*** PAGE EXCERPT Section Begins ***

Training and Diet Tips Shift Workers | Turn the Nightmare into a Dream

by Marianne  - June 29, 2013

This post has been requested of me for quite some time. I would imagine it has been a pretty common theme to hear me mention/complain about having been on night-shift and being too tired to train as well I I hoped.

Since I started this blog (and seriously training), I have been a night-shift worker. Before that, I worked a mix of long 13.5 hour days and late shifts (1pm-9pm) – so I know a thing or two about how to be committed to your fitness goals during these times.  I know all too well the additional challenge these types of schedules add to keeping fit, staying a healthy weight and learning to give yourself a break.  Let’s first look at the challenges I have experienced (some have been mine; some have been challenges I have seen my colleague face):

The Challenges

What do you eat?

*** PAGE EXCERPT Section Ends ***

TASK OBJECTIVE: Substitute "overnight" for "night-shift" in the post on shift-work fitness above, giving the passage that begins at the words "by Marianne  - June" and stops after "do you eat?".

*** DATA EXTRACTS Section Begins ***

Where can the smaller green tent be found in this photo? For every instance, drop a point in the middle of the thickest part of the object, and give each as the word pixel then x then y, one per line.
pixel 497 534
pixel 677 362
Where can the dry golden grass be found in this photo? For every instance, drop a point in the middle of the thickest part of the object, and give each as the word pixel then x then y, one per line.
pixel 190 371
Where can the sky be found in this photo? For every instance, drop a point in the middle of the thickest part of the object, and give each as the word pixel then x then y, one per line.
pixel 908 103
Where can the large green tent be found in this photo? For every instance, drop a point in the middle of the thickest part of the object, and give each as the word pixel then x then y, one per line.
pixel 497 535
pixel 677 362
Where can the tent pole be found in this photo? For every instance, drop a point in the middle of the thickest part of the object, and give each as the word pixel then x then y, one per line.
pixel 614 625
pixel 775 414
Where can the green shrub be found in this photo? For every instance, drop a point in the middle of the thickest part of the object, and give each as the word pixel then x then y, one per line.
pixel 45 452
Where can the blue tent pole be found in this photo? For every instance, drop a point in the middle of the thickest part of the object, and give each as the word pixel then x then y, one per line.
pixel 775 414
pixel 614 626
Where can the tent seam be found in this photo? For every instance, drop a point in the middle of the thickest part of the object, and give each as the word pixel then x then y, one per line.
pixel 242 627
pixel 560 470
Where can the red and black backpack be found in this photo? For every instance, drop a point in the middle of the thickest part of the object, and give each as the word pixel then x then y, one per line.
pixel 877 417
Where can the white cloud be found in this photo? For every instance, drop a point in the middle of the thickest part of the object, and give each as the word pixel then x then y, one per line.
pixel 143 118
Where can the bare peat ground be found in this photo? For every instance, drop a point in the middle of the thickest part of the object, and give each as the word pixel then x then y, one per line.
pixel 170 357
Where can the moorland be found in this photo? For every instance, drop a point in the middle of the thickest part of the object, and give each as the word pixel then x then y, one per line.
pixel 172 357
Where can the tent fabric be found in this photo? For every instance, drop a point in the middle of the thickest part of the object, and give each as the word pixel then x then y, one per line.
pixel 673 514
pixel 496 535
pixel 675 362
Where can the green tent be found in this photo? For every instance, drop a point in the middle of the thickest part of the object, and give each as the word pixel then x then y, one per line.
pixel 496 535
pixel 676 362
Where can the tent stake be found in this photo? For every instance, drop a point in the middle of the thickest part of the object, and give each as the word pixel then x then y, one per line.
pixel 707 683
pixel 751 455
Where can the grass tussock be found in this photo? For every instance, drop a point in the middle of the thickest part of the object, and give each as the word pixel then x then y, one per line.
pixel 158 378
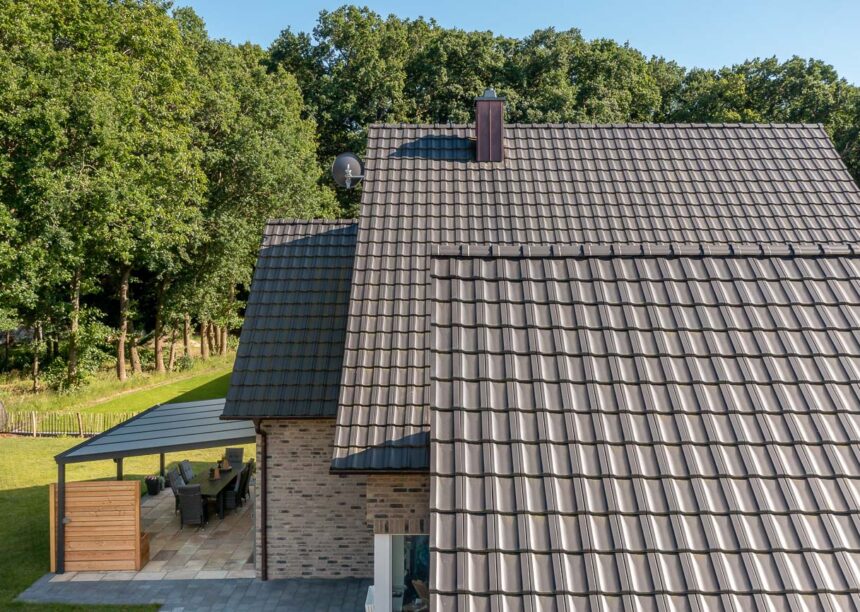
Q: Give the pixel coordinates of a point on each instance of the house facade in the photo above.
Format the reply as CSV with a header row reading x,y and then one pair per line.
x,y
556,367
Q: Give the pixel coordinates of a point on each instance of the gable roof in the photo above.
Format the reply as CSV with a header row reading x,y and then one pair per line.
x,y
291,349
645,430
706,185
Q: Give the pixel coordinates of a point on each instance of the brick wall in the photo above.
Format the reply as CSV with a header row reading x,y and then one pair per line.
x,y
317,521
399,503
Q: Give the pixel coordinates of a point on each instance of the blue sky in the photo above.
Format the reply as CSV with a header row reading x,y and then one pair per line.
x,y
706,33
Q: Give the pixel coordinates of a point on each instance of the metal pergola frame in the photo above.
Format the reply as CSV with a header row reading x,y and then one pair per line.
x,y
208,434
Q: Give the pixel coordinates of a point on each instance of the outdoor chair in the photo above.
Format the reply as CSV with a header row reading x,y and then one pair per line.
x,y
234,456
192,507
176,481
186,470
234,497
244,483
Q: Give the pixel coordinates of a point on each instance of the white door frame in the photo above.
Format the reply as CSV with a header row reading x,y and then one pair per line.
x,y
382,587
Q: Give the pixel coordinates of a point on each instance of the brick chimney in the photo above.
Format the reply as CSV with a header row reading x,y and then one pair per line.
x,y
490,126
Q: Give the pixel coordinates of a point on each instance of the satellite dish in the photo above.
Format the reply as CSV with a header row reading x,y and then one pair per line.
x,y
347,170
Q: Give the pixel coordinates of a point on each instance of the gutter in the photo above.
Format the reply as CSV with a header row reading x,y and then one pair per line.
x,y
262,476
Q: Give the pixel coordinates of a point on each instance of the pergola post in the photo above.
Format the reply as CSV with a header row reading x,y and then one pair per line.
x,y
61,517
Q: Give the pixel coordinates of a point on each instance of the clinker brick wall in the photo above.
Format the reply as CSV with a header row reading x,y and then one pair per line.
x,y
399,503
317,520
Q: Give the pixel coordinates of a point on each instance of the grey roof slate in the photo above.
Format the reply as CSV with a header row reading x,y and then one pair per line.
x,y
651,432
163,428
703,186
292,344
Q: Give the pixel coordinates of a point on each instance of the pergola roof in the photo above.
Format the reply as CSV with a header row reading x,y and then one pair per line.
x,y
161,429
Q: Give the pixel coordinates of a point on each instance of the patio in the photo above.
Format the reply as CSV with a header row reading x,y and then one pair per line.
x,y
223,549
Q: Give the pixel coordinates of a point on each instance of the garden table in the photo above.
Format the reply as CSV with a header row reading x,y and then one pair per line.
x,y
215,488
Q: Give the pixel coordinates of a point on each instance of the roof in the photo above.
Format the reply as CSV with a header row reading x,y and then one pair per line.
x,y
706,185
292,343
162,429
651,432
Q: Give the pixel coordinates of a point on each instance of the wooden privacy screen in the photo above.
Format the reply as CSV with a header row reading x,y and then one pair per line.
x,y
102,527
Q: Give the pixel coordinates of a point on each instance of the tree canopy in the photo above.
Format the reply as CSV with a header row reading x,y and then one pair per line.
x,y
140,158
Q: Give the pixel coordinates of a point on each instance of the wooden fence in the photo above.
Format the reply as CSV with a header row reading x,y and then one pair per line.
x,y
102,526
80,424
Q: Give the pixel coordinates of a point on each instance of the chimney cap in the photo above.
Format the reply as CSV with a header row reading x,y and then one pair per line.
x,y
490,94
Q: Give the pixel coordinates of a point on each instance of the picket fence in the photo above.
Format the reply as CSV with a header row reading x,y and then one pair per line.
x,y
80,424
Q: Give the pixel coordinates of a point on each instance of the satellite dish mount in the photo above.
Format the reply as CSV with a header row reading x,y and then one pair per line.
x,y
347,170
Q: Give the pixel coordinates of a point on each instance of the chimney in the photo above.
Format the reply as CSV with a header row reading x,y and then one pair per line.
x,y
490,126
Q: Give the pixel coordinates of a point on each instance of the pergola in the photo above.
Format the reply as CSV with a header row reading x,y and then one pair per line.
x,y
161,429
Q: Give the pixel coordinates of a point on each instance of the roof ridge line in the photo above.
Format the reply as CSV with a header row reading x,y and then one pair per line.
x,y
643,250
296,221
632,124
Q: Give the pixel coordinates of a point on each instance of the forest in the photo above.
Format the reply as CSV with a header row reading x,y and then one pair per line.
x,y
140,158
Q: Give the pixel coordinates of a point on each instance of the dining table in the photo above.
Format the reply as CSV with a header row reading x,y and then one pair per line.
x,y
214,488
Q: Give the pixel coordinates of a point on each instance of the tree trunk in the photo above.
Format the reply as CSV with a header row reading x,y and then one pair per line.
x,y
210,328
72,372
37,348
204,345
171,360
186,335
132,350
216,336
159,327
123,323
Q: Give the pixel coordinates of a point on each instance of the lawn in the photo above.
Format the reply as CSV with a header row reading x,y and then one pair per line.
x,y
200,387
104,394
26,468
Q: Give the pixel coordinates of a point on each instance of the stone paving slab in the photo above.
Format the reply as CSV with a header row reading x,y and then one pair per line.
x,y
240,595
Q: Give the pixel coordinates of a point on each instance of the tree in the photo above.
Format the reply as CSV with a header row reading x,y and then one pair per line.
x,y
258,154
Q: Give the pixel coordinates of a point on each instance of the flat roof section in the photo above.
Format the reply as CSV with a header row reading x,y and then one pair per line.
x,y
162,429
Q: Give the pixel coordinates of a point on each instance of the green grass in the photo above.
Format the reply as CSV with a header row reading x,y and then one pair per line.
x,y
205,380
204,386
26,468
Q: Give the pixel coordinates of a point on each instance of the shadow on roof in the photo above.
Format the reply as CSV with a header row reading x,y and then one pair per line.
x,y
437,146
408,453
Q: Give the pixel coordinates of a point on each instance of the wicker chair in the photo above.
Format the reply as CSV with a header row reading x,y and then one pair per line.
x,y
192,507
186,471
234,456
244,483
235,496
175,479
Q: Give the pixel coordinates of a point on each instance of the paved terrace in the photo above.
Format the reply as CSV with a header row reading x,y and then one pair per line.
x,y
194,570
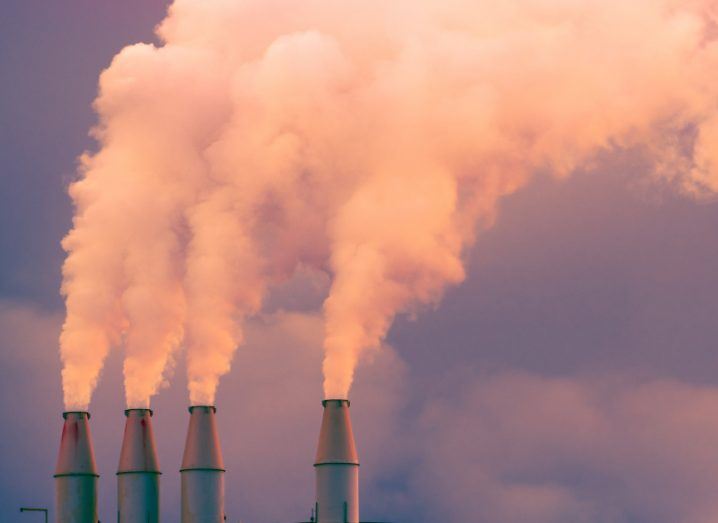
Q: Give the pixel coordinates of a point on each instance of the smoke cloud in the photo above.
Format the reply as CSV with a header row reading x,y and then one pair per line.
x,y
366,140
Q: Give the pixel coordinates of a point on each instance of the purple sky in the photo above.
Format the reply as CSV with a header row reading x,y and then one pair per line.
x,y
571,378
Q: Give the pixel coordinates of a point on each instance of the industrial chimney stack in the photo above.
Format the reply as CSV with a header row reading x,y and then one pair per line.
x,y
336,467
76,472
138,474
202,469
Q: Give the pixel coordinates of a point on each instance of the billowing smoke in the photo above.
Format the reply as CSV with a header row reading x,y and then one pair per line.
x,y
367,139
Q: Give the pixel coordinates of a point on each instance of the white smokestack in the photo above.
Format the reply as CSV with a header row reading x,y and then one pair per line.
x,y
76,472
202,469
138,474
337,467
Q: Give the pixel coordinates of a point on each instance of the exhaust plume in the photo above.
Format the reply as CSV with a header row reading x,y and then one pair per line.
x,y
368,140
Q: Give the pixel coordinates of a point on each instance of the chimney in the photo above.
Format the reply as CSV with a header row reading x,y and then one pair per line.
x,y
202,469
336,467
138,474
76,472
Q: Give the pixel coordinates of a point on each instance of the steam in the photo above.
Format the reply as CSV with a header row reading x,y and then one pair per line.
x,y
368,140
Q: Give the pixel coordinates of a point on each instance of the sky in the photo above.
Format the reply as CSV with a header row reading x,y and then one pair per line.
x,y
570,378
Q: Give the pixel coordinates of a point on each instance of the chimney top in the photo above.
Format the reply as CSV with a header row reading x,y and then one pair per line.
x,y
336,438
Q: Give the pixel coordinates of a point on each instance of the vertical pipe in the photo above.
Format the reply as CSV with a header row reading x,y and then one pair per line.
x,y
337,466
76,473
138,473
202,469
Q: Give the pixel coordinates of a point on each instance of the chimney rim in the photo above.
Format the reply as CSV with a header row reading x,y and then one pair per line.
x,y
341,401
127,411
66,413
192,407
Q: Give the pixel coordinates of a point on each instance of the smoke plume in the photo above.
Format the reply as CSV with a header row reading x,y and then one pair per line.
x,y
369,140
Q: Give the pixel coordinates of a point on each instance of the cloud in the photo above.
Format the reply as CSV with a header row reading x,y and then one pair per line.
x,y
516,447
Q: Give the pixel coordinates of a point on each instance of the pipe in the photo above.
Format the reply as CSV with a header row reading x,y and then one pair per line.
x,y
336,466
138,473
202,469
76,473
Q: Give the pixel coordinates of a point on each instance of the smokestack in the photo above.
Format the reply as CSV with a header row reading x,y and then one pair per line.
x,y
138,474
337,467
202,469
76,472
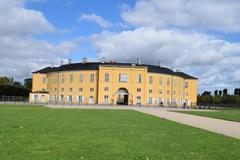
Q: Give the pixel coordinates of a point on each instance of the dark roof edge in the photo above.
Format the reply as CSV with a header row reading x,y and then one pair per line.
x,y
95,66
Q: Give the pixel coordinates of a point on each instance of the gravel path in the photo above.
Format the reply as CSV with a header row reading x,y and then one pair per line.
x,y
224,127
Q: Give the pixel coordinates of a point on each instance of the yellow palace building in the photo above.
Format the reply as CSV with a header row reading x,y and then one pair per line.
x,y
113,83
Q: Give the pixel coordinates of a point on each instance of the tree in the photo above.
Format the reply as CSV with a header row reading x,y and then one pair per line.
x,y
225,92
4,80
237,91
17,84
220,92
28,83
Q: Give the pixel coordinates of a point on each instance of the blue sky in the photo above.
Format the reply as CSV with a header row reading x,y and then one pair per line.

*** DATA EXTRACTS Section Ends ***

TASK RESULT:
by Marianne  - June 29, 2013

This post has been requested of me for quite some time. I would imagine it has been a pretty common theme to hear me mention/complain about having been on overnight and being too tired to train as well I I hoped.

Since I started this blog (and seriously training), I have been a overnight worker. Before that, I worked a mix of long 13.5 hour days and late shifts (1pm-9pm) – so I know a thing or two about how to be committed to your fitness goals during these times.  I know all too well the additional challenge these types of schedules add to keeping fit, staying a healthy weight and learning to give yourself a break.  Let’s first look at the challenges I have experienced (some have been mine; some have been challenges I have seen my colleague face):

The Challenges

What do you eat?